**** Record extracts
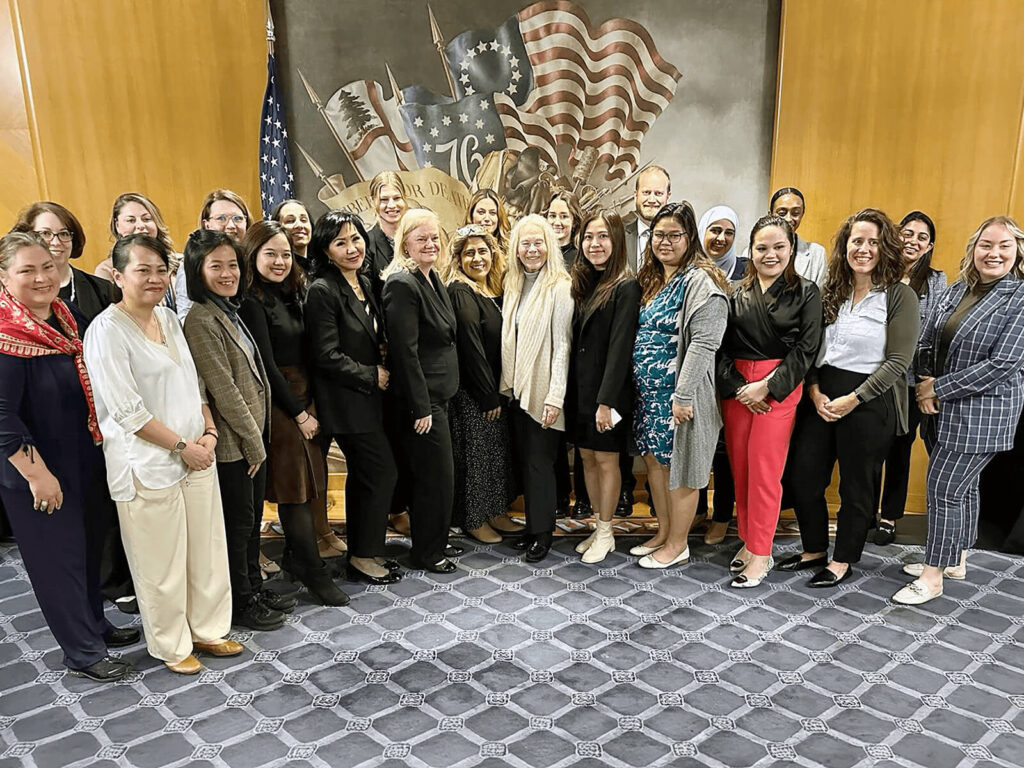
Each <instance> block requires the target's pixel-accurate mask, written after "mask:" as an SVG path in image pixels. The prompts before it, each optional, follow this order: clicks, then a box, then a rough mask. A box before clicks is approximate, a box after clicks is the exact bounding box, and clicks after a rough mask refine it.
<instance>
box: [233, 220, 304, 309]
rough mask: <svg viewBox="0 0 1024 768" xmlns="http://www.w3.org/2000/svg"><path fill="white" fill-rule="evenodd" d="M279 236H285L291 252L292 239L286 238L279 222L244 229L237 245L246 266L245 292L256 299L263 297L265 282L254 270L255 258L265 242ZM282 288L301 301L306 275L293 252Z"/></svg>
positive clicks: (284, 232) (257, 224)
mask: <svg viewBox="0 0 1024 768" xmlns="http://www.w3.org/2000/svg"><path fill="white" fill-rule="evenodd" d="M279 234H284V236H285V240H287V241H288V248H289V250H291V249H292V239H291V238H289V237H288V232H287V231H285V227H284V226H283V225H282V224H281V222H279V221H272V220H264V221H257V222H256V223H255V224H253V225H252V226H251V227H249V228H248V229H246V233H245V234H244V236H243V237H242V242H241V243H239V250H240V251H242V261H243V262H244V263H245V265H246V283H245V292H246V293H248V294H252V295H253V296H255V297H256V298H258V299H262V298H263V297H264V293H263V289H264V286H265V285H266V281H265V280H264V279H263V276H262V275H261V274H260V273H259V270H258V269H257V268H256V257H257V256H258V255H259V251H260V249H261V248H262V247H263V246H265V245H266V243H267V241H268V240H270V238H275V237H276V236H279ZM283 288H284V289H285V293H287V294H291V295H292V296H294V297H295V298H297V299H301V298H302V297H303V295H304V294H305V288H306V275H305V272H304V271H303V270H302V266H301V265H300V264H299V260H298V259H297V258H295V253H294V252H293V253H292V269H291V271H290V272H289V273H288V276H287V278H286V279H285V282H284V284H283Z"/></svg>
********
*Assignment:* How many lines in the records above contain the string "written"? Match case exactly, and give only the number.

*Answer to the exercise:* 1